** BEGIN Records supplied **

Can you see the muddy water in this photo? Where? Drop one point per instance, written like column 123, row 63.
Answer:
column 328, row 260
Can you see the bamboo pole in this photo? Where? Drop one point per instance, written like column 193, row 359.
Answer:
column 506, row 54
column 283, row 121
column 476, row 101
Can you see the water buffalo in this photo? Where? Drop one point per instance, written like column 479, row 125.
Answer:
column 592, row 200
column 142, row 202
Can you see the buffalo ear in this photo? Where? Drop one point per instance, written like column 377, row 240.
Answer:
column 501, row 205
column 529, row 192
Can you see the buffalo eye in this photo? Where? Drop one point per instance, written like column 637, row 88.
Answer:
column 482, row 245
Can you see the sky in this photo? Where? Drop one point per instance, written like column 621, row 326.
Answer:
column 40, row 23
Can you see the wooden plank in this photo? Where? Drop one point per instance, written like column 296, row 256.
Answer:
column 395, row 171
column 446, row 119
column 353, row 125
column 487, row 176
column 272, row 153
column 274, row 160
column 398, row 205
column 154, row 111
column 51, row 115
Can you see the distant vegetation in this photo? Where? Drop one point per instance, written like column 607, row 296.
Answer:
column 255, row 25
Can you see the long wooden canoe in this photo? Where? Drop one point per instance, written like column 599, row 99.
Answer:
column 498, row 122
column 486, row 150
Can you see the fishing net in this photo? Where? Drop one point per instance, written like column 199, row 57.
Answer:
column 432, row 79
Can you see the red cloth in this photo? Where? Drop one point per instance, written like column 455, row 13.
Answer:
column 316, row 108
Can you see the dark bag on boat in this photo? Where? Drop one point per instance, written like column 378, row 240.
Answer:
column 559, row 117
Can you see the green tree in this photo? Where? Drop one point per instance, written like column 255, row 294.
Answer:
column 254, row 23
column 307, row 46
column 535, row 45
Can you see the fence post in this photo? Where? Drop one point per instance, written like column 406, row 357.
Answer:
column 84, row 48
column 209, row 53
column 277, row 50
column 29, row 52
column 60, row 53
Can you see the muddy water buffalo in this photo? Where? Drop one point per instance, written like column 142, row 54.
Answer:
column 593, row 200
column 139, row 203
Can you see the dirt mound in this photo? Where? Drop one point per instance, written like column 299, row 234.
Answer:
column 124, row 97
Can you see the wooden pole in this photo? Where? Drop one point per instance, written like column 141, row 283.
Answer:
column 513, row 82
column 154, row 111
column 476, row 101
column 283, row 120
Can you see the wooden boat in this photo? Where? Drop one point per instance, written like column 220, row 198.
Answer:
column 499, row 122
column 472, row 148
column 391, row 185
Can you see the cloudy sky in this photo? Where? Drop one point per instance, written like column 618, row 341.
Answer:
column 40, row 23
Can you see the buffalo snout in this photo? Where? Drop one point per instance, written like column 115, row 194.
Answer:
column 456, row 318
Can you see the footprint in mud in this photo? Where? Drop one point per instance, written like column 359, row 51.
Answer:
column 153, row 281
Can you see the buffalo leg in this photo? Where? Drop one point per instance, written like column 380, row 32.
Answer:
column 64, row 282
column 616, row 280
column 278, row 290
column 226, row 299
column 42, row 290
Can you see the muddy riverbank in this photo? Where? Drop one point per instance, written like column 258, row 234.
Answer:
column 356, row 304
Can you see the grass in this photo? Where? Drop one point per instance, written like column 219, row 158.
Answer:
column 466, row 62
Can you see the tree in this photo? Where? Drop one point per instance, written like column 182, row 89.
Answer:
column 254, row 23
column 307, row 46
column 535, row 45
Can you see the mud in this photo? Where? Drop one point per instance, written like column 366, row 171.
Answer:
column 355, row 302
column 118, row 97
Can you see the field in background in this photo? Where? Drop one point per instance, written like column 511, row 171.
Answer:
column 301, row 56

** END Records supplied **

| Instructions to follow |
Copy out every item above word for word, keeping each line as it appears.

| Solution to the problem |
Can you see the muddy water in this photo? Where? Drop one point per instance, written like column 123, row 63.
Answer:
column 328, row 260
Can you see the bamboo pole in this photo? Where? Drop one point per instance, written like column 193, row 359.
Answer:
column 506, row 54
column 283, row 121
column 476, row 101
Can you see the water buffalo in this photo? Where? Drop one point per instance, written like column 479, row 125.
Answer:
column 592, row 200
column 142, row 202
Can you see the buffalo ear in this photo? Where? Drop one point per instance, written like column 377, row 240.
Answer:
column 501, row 205
column 529, row 192
Can you see the buffalo eye in this photo? Where? Drop one point per instance, written like column 637, row 88.
Answer:
column 482, row 245
Can you see the sky in this photo? Where? Drop one point per instance, written like column 621, row 326.
Answer:
column 40, row 23
Can you see the wooden plank in this photo? Where? Drop one point per instance, written like column 296, row 256.
Answer:
column 395, row 171
column 446, row 119
column 353, row 125
column 487, row 176
column 272, row 153
column 274, row 160
column 398, row 205
column 154, row 111
column 51, row 115
Can you see the distant vegetation in this photo? Where? Drop one point per instance, written like column 607, row 296.
Answer:
column 255, row 25
Can you see the long wooden canoe in this photo? Where? Drop one point per instance, written like column 599, row 99.
Answer:
column 498, row 122
column 486, row 150
Can you see the fishing net in this photo? Where? Drop one point per instance, written like column 199, row 57.
Answer:
column 432, row 79
Can you see the red cloth in this photo? Where? Drop one point per instance, written like column 455, row 13.
Answer:
column 316, row 108
Can you see the dark bag on boat in this photo? Where? Drop one point per instance, written like column 378, row 240.
Answer:
column 559, row 117
Can you see the green tree in this photo? Where? Drop one point per instance, written like column 255, row 294.
Answer:
column 254, row 23
column 307, row 46
column 535, row 45
Can you see the fence post in this photo? Where? Drop one point per instance, written like column 406, row 357.
Answer:
column 84, row 48
column 209, row 53
column 277, row 50
column 29, row 52
column 60, row 53
Can you see the muddy water buffalo in this photo? Where? Drop one point per instance, written like column 142, row 54.
Answer:
column 593, row 200
column 139, row 203
Can you see the dirt mound in this photo? Where? Drop one point per instance, written like column 299, row 234.
Answer:
column 124, row 97
Can you see the wooden pole in this photo? Where? Drop one point per instance, written like column 141, row 283.
Answer:
column 513, row 82
column 154, row 111
column 476, row 101
column 283, row 120
Can you see the wooden boat in this photo? Where? Drop one point per instance, written like column 220, row 198.
Answer:
column 499, row 122
column 472, row 148
column 391, row 185
Can you see the cloudy sky in this photo? Where? Drop one point per instance, written like column 618, row 341.
Answer:
column 40, row 23
Can you see the buffalo snout in this photo? Where? Drop one point per instance, written like column 115, row 194.
Answer:
column 456, row 318
Can you see the footprint in mud in this photo? Where? Drop one point per instance, written like column 359, row 51.
Answer:
column 153, row 281
Can you see the buffalo leg in this photo? Where? Drop one point per instance, written like column 380, row 32.
Answer:
column 64, row 282
column 616, row 280
column 278, row 290
column 226, row 299
column 42, row 290
Can you see the muddy riverbank in this photo? Where? Drop one point per instance, written like column 258, row 234.
Answer:
column 356, row 304
Can you see the grass in this photo? Where? Drop one point per instance, written like column 219, row 158.
Answer:
column 466, row 62
Can you see the tree in this photo? Where? Drop one point per instance, written like column 182, row 89.
Answer:
column 254, row 23
column 307, row 46
column 535, row 45
Can you see the mud in this photo? Where? Drop one point per instance, written like column 366, row 171.
Answer:
column 355, row 302
column 118, row 97
Can you see the field in background in this photo? Where? Drop one point per instance, written like column 511, row 171.
Answer:
column 301, row 56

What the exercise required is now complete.